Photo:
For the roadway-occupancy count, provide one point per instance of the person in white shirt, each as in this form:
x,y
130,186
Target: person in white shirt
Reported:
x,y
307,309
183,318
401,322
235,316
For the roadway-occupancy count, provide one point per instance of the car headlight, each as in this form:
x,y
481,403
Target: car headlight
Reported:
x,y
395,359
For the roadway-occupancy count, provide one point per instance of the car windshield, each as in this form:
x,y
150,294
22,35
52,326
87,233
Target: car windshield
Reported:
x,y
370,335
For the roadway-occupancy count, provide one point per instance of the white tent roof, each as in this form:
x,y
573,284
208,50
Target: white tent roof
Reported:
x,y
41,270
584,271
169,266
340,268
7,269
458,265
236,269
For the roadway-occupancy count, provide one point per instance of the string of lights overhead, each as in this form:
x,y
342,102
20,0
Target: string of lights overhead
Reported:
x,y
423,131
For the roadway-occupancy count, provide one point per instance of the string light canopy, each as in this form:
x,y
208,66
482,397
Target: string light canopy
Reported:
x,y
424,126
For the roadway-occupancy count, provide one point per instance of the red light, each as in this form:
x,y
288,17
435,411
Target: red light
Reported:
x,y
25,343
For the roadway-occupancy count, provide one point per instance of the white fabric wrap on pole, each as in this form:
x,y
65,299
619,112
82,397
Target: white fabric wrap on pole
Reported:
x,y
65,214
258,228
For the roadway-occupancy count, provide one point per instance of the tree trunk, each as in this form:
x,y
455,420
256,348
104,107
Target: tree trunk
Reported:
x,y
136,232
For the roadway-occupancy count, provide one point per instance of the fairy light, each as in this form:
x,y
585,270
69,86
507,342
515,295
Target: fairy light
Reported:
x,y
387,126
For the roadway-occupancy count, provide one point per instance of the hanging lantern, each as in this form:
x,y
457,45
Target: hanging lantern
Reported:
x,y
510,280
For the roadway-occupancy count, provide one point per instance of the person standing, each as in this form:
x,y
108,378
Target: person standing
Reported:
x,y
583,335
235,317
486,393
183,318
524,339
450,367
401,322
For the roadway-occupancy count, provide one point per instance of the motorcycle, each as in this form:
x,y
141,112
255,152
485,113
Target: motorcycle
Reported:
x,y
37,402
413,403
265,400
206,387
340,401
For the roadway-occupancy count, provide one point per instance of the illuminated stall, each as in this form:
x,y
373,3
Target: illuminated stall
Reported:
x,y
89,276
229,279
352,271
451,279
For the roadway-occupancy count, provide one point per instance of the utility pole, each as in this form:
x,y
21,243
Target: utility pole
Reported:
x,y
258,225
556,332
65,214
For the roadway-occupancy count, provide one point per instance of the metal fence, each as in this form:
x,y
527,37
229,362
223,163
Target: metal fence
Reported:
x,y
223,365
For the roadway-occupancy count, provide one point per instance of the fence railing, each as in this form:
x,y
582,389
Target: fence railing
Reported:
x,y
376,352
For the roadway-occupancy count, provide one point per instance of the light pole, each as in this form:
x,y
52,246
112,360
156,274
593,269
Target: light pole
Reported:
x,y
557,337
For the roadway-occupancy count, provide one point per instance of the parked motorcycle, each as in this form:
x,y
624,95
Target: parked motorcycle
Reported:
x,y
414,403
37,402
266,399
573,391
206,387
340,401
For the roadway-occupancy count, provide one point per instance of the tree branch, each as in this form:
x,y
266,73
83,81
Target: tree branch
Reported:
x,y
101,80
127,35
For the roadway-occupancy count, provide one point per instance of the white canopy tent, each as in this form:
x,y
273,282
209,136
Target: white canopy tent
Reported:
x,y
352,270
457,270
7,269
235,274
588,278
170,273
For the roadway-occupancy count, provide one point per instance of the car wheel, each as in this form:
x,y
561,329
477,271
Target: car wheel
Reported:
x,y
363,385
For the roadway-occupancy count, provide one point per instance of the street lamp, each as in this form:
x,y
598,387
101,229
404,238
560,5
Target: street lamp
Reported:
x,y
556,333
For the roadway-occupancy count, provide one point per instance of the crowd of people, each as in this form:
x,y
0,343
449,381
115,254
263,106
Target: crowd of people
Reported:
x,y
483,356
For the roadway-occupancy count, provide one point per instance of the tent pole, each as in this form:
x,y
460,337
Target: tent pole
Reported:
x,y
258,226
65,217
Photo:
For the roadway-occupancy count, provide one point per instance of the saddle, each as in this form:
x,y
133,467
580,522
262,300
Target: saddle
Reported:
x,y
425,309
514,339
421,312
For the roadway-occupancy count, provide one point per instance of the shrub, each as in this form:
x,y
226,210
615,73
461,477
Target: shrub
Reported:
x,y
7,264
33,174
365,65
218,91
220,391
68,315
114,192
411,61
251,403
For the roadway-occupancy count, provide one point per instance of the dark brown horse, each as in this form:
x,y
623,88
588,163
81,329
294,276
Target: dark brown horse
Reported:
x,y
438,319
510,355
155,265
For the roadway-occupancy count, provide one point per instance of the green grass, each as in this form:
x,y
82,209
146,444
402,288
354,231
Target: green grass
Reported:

--

What the task asks. Could I ask you to return the records exactly and in full?

Exercise solution.
Photo:
For the roadway-occupancy count, provide one point per instance of the person in white shirt, each as in this form:
x,y
130,186
Target: person in white shirt
Reported:
x,y
307,309
183,318
401,322
235,316
For the roadway-occupancy count, provide one point per instance of the car headlight, each as in this form:
x,y
481,403
Target: car headlight
Reported:
x,y
395,359
For the roadway-occupancy count, provide one point per instance of the car windshield, each as in this form:
x,y
150,294
22,35
52,326
87,233
Target: car windshield
Reported:
x,y
370,335
For the roadway-occupancy count, provide one point per instance of the white tent roof, each as in this form:
x,y
573,284
208,50
Target: white tent roof
Reported:
x,y
41,270
584,271
169,266
340,268
7,269
458,265
236,269
For the roadway-occupancy count, provide one point per instance of the string of lights overhead, each as in this form:
x,y
342,102
20,0
Target: string of lights overhead
Reported:
x,y
423,131
For the roadway-occupancy count, provide one point per instance of the string light canopy, each as in this form:
x,y
208,66
482,397
Target: string light canopy
Reported:
x,y
424,126
For the roadway-occupancy count, provide one point per instance of the red light, each as in this form:
x,y
288,17
435,411
Target: red light
Reported:
x,y
25,343
For the roadway-occupancy count, provide one point per instance of the white fabric wrap on pole, each as in this form:
x,y
65,299
619,112
82,397
Target: white fabric wrap on pole
Reported:
x,y
65,214
258,228
For the roadway-occupancy count, provide one point per instance of the tree trunk, each as in this form:
x,y
455,420
256,348
104,107
Target: tree trunk
Reported:
x,y
136,232
For the roadway-occupancy count, provide one point per instance of the fairy light, each as in this form:
x,y
585,270
69,86
507,342
515,295
Target: fairy light
Reported:
x,y
387,126
For the roadway-occupancy count, provide one point per instance of the hanging lantern, each as in this form:
x,y
457,45
Target: hanging lantern
Reported:
x,y
510,280
For the roadway-occupancy count, provide one point per instance of the person standing, each as in this form:
x,y
108,378
Target: person standing
Reported:
x,y
583,335
235,317
486,393
183,318
524,339
450,367
401,322
For the roadway-occupancy count, provide one point per instance of the motorcycle, each as in this form:
x,y
141,112
255,152
485,113
Target: motorcycle
Reported:
x,y
37,402
413,403
265,400
206,387
340,401
For the roadway-occupancy count, provide one point per instance of the illuminated stall, each as in this form:
x,y
373,3
Target: illuminated stall
Reported:
x,y
89,276
229,279
352,271
451,279
For the roadway-occupancy count, provide one point per instance of the utility pole, each as in this form:
x,y
21,243
Target: utility pole
Reported:
x,y
258,225
556,332
65,214
For the roadway-occupancy count, provide one point per instance of the metal fence, each as in this form:
x,y
527,37
229,362
223,163
Target: metal fence
Reported:
x,y
223,365
For the roadway-occupancy count, provide one point per instance of the fence railing, each as in this form:
x,y
582,389
Target: fence railing
Reported:
x,y
376,352
For the roadway-occupancy count, provide one point per instance of the light pole, each as in this form:
x,y
52,246
112,360
156,274
593,269
Target: light pole
Reported:
x,y
557,337
For the roadway-occupancy count, provide one point per instance of the parked motorcycle, each as in this form:
x,y
624,95
Target: parked motorcycle
Reported:
x,y
414,403
37,402
266,399
573,391
206,387
340,401
For the roadway-occupancy count, provide one point per instance of the tree branch, each as in this form:
x,y
266,73
83,81
Target: tree branch
Reported:
x,y
101,80
127,35
For the roadway-occupancy count, provide one point per instance of the white canopy tent, each as in this form:
x,y
273,282
209,136
Target: white canopy tent
Reported:
x,y
352,270
457,270
7,269
235,274
588,278
170,273
For the roadway-occupancy count, provide one point per instance of the car wheel, each as in this form:
x,y
561,329
477,271
Target: car wheel
Reported:
x,y
363,385
For the roadway-occupancy count, provide one point per instance of the street lamp, each as in this form:
x,y
598,387
101,229
404,238
560,5
Target: street lamp
Reported:
x,y
556,333
For the roadway-occupancy count, provide one point per instance of the crowd of people, each as in this form:
x,y
0,343
449,381
115,254
263,106
Target: crowd of people
Reported:
x,y
483,356
For the roadway-occupancy count, provide one point per instance of the tent pole, each as in this form:
x,y
460,337
Target: tent pole
Reported:
x,y
258,226
65,217
Photo:
For the roadway-occupancy count, provide one point per instance of the saddle, each as in this form:
x,y
133,467
580,522
262,300
Target: saddle
Reported:
x,y
425,309
514,339
421,312
For the roadway-occupancy count, provide one point per instance of the shrub, each as in this form:
x,y
226,210
615,73
461,477
Target: shrub
Reported:
x,y
7,264
33,174
365,65
218,91
220,391
68,315
114,192
411,61
251,403
For the roadway-occupancy count, provide one point per instance of the dark brown horse, each as in this form:
x,y
623,88
588,163
81,329
294,276
Target: dark brown horse
Reported:
x,y
438,319
510,355
155,265
For the roadway-occupancy count, provide one point per instance of the green grass, each as in this form:
x,y
82,209
146,444
402,288
354,231
Target: green grass
Reported:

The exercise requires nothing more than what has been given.